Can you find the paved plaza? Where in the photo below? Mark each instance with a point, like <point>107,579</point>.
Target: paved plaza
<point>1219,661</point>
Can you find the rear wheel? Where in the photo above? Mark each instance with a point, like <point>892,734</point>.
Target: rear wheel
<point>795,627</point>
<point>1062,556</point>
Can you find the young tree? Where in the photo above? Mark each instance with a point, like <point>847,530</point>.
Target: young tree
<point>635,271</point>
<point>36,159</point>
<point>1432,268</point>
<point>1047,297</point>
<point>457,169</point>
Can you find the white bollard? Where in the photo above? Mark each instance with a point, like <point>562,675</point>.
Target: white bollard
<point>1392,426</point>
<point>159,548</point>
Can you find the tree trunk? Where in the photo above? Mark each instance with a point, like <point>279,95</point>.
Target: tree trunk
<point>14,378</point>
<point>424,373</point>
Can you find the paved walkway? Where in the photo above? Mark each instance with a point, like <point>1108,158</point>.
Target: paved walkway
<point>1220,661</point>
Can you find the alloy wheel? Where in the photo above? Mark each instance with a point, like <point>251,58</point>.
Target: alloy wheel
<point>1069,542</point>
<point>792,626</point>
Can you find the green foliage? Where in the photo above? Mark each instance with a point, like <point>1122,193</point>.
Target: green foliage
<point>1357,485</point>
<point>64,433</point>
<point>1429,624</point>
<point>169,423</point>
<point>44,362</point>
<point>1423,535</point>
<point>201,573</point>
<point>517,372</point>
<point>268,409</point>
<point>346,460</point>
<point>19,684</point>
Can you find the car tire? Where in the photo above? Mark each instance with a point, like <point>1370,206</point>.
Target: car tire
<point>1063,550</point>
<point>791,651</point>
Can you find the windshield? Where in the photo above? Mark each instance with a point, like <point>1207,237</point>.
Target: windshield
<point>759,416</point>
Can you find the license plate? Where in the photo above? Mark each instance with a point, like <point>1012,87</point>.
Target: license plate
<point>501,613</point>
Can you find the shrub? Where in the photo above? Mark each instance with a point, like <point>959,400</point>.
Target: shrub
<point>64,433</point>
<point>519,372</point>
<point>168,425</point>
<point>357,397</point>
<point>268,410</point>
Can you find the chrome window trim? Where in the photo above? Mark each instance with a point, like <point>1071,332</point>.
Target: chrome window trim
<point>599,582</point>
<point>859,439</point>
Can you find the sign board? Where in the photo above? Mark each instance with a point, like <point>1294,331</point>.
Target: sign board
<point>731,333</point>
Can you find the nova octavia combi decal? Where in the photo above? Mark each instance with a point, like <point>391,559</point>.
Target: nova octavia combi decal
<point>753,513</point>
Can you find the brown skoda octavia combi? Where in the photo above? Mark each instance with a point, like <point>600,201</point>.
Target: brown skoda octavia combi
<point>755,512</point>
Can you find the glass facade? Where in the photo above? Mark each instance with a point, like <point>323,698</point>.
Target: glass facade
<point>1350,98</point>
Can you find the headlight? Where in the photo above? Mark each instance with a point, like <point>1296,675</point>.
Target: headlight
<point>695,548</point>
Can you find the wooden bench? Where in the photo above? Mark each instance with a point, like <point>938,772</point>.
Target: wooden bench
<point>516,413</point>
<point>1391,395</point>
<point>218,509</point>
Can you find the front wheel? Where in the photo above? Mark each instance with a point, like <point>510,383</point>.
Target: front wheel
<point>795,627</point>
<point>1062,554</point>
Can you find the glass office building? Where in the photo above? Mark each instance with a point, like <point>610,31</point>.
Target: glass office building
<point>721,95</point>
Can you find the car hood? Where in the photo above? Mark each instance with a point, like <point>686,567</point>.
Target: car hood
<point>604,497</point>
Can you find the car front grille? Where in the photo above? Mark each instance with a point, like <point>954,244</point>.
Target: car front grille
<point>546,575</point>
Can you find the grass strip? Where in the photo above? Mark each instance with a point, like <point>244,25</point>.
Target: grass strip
=======
* **What you have to do**: Out of the material above, output word for word the line with "Can you find the rear", the line with "Can you find the alloy", and all lines between them, with nothing else.

* **Exercise solution**:
Can you find the rear wheel? Where in the photo above? Mark each instance with a point, like <point>892,734</point>.
Target: rear wheel
<point>795,627</point>
<point>1062,556</point>
Can you find the young tree? Where in the photo above? Mark each instance with a point, like <point>847,530</point>.
Target: young tree
<point>635,271</point>
<point>36,159</point>
<point>1432,268</point>
<point>1047,297</point>
<point>457,169</point>
Can you find the white bollard? Where in the photo above? Mark each instance with a point, like <point>562,675</point>.
Target: white bollard
<point>1392,426</point>
<point>159,548</point>
Can you find the tree trunk? Where in the photo above? Mark each instance with a point, like <point>279,95</point>.
Target: tree trunk
<point>14,378</point>
<point>424,373</point>
Can you find the paved walkway? Where in the photo above? Mark each instance with a point, like <point>1108,158</point>.
Target: paved walkway
<point>1220,661</point>
Can you find the alloy wheel? Where in the photo above? Mark each instance with a point, like <point>251,58</point>.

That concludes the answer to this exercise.